### EXERCISE DIRECTIONS
Reproduce the material below, starting with the line containing "hillside. Write your answer below." and continuing through the line containing "[1190,641,1273,677]", with "determine" switched to "identify" and everything else left unchanged.

### DATA ROWS
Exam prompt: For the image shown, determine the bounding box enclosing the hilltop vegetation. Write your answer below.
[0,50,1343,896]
--
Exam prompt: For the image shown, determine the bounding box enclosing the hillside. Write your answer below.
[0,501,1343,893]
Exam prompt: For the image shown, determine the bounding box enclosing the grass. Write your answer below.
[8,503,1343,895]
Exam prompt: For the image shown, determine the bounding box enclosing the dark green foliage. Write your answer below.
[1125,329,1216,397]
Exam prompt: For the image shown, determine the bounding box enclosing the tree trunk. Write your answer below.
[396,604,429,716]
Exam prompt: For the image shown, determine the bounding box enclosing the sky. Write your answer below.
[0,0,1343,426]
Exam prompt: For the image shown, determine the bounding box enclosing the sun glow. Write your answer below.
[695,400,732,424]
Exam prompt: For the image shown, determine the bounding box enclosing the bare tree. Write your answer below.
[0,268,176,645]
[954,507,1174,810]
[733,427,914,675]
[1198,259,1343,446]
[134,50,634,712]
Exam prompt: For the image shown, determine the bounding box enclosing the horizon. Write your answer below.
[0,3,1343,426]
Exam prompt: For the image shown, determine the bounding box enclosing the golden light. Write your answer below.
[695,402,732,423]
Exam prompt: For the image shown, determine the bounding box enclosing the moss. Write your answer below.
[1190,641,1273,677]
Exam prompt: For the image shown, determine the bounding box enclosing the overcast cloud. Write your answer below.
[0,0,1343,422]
...
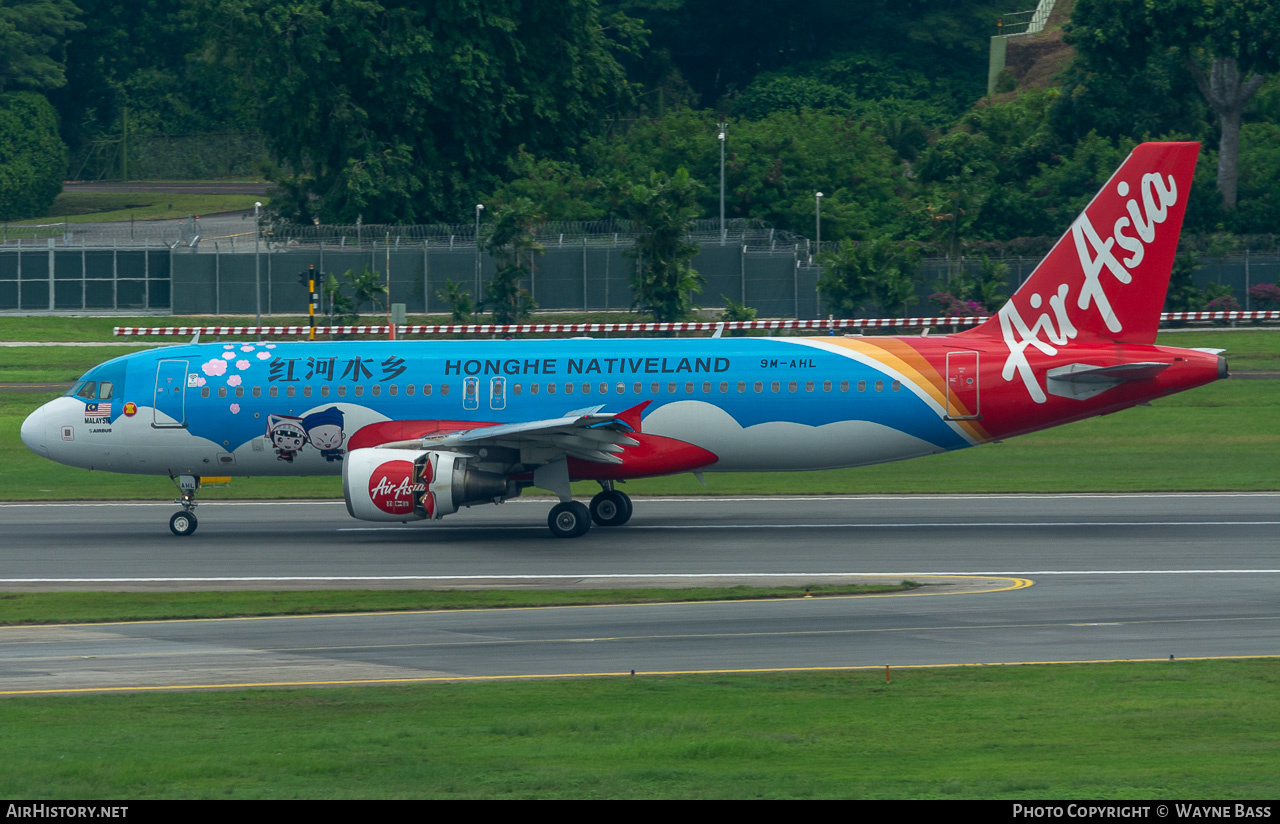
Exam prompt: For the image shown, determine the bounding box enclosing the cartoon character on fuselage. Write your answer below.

### RESULT OF THIS EXERCISE
Exam prompt: For the image shown, identify the bounding box enclosing the hillside. Write your answer below.
[0,501,1343,893]
Exam prompt: For the image shown, identify the bounding box enclosing the grass. Write your answer below.
[8,503,1343,895]
Exam prompt: For the image shown, identify the bounding box enclosing the dark green foliage. Write your answer below.
[1125,329,1216,397]
Exam prompt: For the image shown, identify the bounding box enclosing the tree trunk. Write your answer below.
[396,604,429,716]
Exam prompt: For the image shown, identify the bounding box enclosing the sky. Write your answer below.
[0,0,1343,426]
Exam prompt: For the image shown, identify the bounding box enclosing the sun glow. Write your answer below.
[695,400,732,424]
Exam prompt: For the image shown, identify the bounding box enclosing the bare tree. Write your answer below.
[0,268,176,645]
[954,507,1174,810]
[733,427,914,675]
[1198,259,1343,446]
[134,50,634,712]
Exam prompt: For the image shown, identify the bounding box enclosing the horizon. Write your answer below.
[0,3,1343,426]
Exam prompt: For the image shown, identify the bounding box enclosing the golden light. Write your answer below.
[695,402,732,423]
Exam prompt: For the image shown, identify the bounding box enclosing the moss. Write your answer below.
[1190,641,1273,677]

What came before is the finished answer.